### Work required
Your task is to repeat the listing exactly.

- - - - -

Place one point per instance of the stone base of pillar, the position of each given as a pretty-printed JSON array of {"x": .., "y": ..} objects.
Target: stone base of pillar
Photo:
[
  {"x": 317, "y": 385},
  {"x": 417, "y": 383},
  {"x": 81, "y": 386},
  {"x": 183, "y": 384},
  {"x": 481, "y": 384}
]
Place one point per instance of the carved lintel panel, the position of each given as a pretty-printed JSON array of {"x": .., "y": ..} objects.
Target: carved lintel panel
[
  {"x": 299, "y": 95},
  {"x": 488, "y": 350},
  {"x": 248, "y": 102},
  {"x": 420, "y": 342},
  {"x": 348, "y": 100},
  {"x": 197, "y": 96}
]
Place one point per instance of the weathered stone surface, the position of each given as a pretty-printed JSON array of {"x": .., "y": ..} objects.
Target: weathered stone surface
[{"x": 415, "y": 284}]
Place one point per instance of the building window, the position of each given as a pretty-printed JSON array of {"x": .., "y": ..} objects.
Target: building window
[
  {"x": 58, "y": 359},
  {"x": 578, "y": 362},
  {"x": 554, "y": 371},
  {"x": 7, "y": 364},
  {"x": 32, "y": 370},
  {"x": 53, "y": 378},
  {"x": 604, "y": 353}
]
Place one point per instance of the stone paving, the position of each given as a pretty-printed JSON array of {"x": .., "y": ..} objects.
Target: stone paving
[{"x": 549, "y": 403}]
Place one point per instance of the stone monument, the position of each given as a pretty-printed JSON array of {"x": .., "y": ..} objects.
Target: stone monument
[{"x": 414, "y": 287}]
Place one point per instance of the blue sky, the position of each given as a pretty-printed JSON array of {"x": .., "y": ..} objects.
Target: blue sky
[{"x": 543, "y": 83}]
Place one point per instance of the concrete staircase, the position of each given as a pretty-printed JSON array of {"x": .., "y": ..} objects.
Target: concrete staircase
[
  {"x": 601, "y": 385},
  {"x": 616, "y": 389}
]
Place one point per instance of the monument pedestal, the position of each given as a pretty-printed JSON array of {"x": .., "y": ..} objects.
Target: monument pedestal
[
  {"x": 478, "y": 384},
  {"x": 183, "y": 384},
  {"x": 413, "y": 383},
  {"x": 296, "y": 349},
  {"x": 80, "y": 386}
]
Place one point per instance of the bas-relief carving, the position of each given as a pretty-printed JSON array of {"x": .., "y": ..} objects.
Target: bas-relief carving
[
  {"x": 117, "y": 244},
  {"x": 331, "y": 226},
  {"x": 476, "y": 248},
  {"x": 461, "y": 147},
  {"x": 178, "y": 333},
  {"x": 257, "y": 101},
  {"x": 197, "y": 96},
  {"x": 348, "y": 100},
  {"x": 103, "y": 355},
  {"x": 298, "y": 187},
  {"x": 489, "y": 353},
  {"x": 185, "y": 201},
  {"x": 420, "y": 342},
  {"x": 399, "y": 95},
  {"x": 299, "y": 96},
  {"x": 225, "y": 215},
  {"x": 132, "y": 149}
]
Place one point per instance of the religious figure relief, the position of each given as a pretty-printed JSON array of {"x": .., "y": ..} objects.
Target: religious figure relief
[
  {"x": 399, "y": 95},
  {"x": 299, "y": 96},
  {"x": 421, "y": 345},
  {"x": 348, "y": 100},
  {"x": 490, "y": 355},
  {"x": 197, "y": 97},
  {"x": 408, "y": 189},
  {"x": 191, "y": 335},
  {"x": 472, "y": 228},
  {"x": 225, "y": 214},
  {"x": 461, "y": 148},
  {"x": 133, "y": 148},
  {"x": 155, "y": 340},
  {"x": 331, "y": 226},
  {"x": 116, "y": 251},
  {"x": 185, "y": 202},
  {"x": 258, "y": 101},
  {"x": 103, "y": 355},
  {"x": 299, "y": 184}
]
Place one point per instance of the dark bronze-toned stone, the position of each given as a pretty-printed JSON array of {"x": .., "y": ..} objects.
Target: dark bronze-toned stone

- - - - -

### Complete output
Place one point per instance of the stone base of pillar, the position of each given as a pretty-printed JSON array of {"x": .., "y": ..} objects.
Target: stone base of pillar
Photo:
[
  {"x": 317, "y": 385},
  {"x": 417, "y": 383},
  {"x": 81, "y": 386},
  {"x": 183, "y": 384},
  {"x": 481, "y": 384}
]
Place one point per instance of the carved lintel panel, the position of each given as a pretty-printed JSON array of {"x": .., "y": ..} objects.
Target: carved lintel panel
[
  {"x": 299, "y": 95},
  {"x": 488, "y": 350},
  {"x": 248, "y": 102},
  {"x": 420, "y": 342},
  {"x": 348, "y": 100},
  {"x": 197, "y": 96}
]
Place one point per instance of the weathered stone surface, the position of each given as a pretty-printed JSON array of {"x": .., "y": ..} objects.
Target: weathered stone surface
[{"x": 415, "y": 284}]
Place one point per instance of the building window, the position of each given as a pretty-printed JSON array of {"x": .., "y": ..} objects.
Target: building window
[
  {"x": 58, "y": 359},
  {"x": 578, "y": 362},
  {"x": 554, "y": 371},
  {"x": 7, "y": 364},
  {"x": 32, "y": 370},
  {"x": 53, "y": 378},
  {"x": 604, "y": 353}
]
Place one point per instance of the stone paving, the position of each given as a pretty-printed JSON array of {"x": .., "y": ..} objects.
Target: stone paving
[{"x": 549, "y": 403}]
Place one point per instance of the stone monument, the position of each given as a pretty-printed JSON array of {"x": .., "y": ..} objects.
Target: stone monument
[{"x": 414, "y": 287}]
Place one point per instance of the blue sky, the position of each given as a pretty-printed JSON array of {"x": .., "y": ..} objects.
Target: blue sky
[{"x": 543, "y": 83}]
Place one point per instance of the concrete staircase, the position of each given as a pretty-printed JSON array of {"x": .., "y": ..} objects.
Target: concrete staircase
[
  {"x": 601, "y": 385},
  {"x": 616, "y": 389}
]
Place one point per instance of the monument pedestal, the position of each given as a pretty-printed JSON array of {"x": .., "y": ..} objects.
Target: monument pedestal
[
  {"x": 478, "y": 384},
  {"x": 183, "y": 384},
  {"x": 413, "y": 383},
  {"x": 296, "y": 349},
  {"x": 80, "y": 386}
]
Place one point per instance of the bas-relief carving, the position of each given as a pretty-printed JSON array of {"x": .., "y": ..} objects.
Target: bas-relief carving
[
  {"x": 117, "y": 244},
  {"x": 331, "y": 226},
  {"x": 476, "y": 248},
  {"x": 461, "y": 147},
  {"x": 178, "y": 333},
  {"x": 257, "y": 101},
  {"x": 197, "y": 96},
  {"x": 348, "y": 100},
  {"x": 103, "y": 355},
  {"x": 298, "y": 187},
  {"x": 489, "y": 353},
  {"x": 185, "y": 201},
  {"x": 420, "y": 342},
  {"x": 399, "y": 95},
  {"x": 299, "y": 96},
  {"x": 225, "y": 215},
  {"x": 132, "y": 149}
]
Place one point per instance of the religious figure relief, the position of each given as a pretty-printed JSON array of {"x": .., "y": ..} objects.
Target: religious figure relief
[
  {"x": 399, "y": 95},
  {"x": 299, "y": 96},
  {"x": 421, "y": 345},
  {"x": 348, "y": 100},
  {"x": 490, "y": 355},
  {"x": 197, "y": 97},
  {"x": 408, "y": 189},
  {"x": 191, "y": 335},
  {"x": 472, "y": 228},
  {"x": 225, "y": 214},
  {"x": 461, "y": 148},
  {"x": 133, "y": 148},
  {"x": 155, "y": 340},
  {"x": 331, "y": 226},
  {"x": 116, "y": 251},
  {"x": 185, "y": 202},
  {"x": 258, "y": 101},
  {"x": 103, "y": 355},
  {"x": 299, "y": 184}
]
Place one point per instance of the dark bronze-toned stone, the position of each given as a pretty-printed JSON array of {"x": .., "y": ..} objects.
Target: dark bronze-toned stone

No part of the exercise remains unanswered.